• [Data section]
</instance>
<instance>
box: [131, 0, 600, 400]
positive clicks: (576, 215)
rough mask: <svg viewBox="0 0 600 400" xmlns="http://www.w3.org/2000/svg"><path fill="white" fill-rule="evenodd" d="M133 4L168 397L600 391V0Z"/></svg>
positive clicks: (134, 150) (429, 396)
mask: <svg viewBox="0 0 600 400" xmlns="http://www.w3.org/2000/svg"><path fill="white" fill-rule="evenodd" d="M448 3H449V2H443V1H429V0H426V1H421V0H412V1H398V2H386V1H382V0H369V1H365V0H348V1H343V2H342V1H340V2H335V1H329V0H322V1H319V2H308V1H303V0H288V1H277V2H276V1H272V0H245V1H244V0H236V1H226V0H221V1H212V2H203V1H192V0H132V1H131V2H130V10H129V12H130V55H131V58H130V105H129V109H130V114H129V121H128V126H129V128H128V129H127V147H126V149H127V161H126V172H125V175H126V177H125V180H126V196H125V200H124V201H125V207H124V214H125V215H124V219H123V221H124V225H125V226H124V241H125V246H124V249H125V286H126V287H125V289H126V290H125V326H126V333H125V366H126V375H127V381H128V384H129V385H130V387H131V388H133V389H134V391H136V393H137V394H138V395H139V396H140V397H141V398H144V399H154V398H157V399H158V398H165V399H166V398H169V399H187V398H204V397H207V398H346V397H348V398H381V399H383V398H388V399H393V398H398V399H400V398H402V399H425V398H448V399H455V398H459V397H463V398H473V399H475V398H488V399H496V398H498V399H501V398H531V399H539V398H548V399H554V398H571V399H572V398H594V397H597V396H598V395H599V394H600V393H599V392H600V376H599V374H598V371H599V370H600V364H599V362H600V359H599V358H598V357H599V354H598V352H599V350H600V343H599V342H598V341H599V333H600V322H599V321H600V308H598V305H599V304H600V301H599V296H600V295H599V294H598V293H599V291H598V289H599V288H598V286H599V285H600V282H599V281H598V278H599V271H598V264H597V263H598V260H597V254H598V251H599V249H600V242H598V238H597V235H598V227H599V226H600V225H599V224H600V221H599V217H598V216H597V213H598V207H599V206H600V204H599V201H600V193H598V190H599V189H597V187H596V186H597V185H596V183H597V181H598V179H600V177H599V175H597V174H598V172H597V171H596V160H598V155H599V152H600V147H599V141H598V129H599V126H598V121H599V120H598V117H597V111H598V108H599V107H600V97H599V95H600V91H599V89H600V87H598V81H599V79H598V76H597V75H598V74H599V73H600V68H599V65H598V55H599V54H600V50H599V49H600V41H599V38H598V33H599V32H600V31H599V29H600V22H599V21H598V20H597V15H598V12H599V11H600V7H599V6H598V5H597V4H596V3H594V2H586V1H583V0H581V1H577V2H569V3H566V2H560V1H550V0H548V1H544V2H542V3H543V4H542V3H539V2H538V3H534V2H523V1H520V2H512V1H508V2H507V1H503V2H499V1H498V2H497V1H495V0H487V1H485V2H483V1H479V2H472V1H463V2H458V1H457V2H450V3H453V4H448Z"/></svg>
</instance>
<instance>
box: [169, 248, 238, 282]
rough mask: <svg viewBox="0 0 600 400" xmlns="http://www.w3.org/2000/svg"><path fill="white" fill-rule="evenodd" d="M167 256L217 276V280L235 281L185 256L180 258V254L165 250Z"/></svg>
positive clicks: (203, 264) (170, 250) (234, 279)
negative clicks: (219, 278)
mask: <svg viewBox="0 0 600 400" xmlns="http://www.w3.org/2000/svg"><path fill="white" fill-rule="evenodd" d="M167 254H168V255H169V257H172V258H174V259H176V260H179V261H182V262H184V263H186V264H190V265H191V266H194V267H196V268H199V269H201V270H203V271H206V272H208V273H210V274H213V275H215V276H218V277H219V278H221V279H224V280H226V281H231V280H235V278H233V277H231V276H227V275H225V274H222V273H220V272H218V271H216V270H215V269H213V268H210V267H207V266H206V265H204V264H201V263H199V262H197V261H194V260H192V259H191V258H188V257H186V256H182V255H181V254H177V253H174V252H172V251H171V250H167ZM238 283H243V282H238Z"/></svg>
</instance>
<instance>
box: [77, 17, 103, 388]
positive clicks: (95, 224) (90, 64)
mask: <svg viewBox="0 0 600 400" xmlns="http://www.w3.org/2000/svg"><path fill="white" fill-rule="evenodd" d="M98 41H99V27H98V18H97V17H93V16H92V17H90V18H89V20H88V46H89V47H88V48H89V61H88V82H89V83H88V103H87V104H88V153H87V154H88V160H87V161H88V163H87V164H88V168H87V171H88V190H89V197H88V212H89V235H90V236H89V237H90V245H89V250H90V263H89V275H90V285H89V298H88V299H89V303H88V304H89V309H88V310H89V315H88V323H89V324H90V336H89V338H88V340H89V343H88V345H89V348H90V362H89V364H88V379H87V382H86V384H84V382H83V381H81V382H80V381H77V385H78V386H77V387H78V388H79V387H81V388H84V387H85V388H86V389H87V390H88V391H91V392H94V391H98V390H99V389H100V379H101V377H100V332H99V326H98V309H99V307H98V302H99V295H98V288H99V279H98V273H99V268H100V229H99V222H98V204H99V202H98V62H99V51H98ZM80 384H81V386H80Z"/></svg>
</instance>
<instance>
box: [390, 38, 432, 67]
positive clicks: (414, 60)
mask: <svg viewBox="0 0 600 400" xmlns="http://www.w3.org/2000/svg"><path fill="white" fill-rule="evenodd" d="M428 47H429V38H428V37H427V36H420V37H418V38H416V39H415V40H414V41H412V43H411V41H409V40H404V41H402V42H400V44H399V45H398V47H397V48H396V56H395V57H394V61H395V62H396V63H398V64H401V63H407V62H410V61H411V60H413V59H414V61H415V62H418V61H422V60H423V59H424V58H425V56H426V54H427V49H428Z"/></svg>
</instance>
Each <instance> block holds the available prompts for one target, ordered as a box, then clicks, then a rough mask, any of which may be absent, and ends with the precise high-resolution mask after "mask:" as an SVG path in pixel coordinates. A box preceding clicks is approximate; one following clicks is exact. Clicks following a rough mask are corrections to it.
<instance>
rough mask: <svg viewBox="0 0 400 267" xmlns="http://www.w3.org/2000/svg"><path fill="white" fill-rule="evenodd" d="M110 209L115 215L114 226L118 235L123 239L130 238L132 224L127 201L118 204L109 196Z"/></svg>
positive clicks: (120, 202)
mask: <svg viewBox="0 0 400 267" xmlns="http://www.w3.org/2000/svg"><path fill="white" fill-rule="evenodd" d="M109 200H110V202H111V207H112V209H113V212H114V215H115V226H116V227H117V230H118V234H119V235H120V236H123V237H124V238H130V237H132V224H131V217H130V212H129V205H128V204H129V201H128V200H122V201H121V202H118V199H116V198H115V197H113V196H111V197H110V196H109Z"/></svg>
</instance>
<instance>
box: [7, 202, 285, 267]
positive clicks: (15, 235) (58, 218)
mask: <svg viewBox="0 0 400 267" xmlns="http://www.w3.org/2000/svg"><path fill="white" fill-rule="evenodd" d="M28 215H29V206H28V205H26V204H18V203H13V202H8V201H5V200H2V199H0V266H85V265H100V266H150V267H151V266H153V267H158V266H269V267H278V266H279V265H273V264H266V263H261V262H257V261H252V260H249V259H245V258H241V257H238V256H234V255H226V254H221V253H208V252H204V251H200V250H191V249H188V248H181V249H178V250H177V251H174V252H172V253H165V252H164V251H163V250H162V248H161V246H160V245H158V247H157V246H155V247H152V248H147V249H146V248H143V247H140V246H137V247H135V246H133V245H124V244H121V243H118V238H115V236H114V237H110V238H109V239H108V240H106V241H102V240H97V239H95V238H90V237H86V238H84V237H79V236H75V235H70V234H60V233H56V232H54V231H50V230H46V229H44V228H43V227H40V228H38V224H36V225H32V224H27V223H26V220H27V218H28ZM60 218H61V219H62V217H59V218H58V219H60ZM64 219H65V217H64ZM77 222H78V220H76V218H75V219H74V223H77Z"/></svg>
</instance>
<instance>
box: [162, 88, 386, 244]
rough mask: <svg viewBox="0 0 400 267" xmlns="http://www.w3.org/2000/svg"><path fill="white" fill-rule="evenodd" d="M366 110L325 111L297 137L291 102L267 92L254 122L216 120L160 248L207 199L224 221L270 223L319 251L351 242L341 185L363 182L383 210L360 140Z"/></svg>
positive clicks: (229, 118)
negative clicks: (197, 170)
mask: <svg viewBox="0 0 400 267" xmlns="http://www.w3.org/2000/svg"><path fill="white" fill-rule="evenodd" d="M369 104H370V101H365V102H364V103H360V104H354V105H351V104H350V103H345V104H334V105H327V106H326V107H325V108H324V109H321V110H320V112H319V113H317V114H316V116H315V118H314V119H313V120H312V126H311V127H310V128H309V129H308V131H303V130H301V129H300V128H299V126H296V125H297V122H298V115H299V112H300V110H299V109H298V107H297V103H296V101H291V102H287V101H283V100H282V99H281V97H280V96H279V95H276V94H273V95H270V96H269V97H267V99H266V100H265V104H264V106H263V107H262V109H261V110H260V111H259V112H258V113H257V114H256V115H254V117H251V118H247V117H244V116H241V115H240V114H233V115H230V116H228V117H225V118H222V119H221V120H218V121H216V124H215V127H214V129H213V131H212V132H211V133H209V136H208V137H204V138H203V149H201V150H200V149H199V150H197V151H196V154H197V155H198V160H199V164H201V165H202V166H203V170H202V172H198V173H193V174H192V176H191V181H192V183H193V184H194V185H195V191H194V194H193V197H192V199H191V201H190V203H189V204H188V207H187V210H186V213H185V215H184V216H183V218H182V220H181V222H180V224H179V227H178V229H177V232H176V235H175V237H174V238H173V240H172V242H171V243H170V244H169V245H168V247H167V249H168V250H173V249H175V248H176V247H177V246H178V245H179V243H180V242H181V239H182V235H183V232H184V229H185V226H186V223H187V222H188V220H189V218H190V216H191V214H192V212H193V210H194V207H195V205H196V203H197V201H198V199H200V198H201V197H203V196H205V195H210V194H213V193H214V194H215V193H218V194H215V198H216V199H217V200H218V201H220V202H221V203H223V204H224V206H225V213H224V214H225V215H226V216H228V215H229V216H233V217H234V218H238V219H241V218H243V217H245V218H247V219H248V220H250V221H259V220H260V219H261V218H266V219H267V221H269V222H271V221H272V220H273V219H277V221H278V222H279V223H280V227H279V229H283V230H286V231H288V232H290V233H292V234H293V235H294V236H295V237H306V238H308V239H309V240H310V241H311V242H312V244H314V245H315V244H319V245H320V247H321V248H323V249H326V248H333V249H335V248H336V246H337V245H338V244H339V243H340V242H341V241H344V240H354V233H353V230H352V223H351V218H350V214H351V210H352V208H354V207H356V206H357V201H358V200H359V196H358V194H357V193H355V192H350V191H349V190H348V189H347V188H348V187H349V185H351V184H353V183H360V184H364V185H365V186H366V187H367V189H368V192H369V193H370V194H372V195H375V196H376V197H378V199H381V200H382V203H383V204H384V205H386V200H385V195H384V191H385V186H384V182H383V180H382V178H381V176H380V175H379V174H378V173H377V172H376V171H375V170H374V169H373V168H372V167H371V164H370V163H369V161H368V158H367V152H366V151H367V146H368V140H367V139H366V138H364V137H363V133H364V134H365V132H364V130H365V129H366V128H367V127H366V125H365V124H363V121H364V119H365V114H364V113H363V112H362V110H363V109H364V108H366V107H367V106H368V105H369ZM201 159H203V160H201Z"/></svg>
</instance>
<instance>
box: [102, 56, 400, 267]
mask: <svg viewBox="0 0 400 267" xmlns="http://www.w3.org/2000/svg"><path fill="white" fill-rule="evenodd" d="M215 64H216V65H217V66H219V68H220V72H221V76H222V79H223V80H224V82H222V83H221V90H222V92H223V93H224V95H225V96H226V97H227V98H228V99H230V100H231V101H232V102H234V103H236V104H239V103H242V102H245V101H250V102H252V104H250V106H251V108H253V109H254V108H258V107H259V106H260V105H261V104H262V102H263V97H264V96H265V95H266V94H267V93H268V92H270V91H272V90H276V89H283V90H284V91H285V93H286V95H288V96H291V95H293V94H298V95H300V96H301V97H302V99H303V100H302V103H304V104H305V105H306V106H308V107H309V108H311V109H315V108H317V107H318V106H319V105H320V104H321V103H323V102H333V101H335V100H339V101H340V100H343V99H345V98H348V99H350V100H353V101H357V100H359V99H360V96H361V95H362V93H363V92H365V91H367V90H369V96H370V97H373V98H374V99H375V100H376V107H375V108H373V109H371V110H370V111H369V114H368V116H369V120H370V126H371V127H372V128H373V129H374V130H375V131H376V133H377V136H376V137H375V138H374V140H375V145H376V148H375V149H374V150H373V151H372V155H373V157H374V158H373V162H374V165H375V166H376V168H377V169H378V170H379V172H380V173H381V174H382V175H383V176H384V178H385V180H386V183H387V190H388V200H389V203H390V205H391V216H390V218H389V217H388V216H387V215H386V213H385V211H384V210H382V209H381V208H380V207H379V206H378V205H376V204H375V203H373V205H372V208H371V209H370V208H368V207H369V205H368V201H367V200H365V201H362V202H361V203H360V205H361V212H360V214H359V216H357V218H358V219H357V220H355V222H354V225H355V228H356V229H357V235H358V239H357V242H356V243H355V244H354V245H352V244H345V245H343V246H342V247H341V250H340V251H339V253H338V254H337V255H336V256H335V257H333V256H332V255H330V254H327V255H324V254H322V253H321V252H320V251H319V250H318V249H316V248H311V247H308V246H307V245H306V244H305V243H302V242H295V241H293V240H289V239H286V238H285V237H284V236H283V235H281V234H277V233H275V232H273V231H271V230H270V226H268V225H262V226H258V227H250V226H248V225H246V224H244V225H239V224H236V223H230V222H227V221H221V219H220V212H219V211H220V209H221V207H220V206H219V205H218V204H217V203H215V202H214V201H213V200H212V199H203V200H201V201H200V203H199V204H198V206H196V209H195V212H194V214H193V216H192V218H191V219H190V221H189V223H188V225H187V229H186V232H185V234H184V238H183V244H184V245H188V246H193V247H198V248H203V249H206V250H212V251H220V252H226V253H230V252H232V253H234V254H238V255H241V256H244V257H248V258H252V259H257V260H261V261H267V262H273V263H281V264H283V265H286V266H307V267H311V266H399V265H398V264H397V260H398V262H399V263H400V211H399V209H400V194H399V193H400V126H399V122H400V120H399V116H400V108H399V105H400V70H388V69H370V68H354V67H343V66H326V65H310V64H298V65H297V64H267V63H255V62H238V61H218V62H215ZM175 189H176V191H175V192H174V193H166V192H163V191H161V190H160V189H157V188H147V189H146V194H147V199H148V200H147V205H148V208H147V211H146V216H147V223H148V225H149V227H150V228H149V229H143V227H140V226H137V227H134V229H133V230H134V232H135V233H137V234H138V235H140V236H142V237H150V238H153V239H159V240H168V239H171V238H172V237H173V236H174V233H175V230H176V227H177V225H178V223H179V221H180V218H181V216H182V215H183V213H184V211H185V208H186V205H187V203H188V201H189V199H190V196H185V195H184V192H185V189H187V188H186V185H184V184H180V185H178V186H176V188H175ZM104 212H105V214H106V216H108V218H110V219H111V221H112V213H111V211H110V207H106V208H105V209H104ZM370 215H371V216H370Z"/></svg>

• [Problem details]
Pull out every line of the entries above that contains the string "positive", matching case exactly.

• [Result for this exercise]
positive clicks: (576, 215)
positive clicks: (134, 150) (429, 396)
positive clicks: (203, 264) (170, 250) (234, 279)
positive clicks: (95, 224) (90, 64)
positive clicks: (414, 60)
positive clicks: (120, 202)
positive clicks: (15, 235) (58, 218)
positive clicks: (229, 118)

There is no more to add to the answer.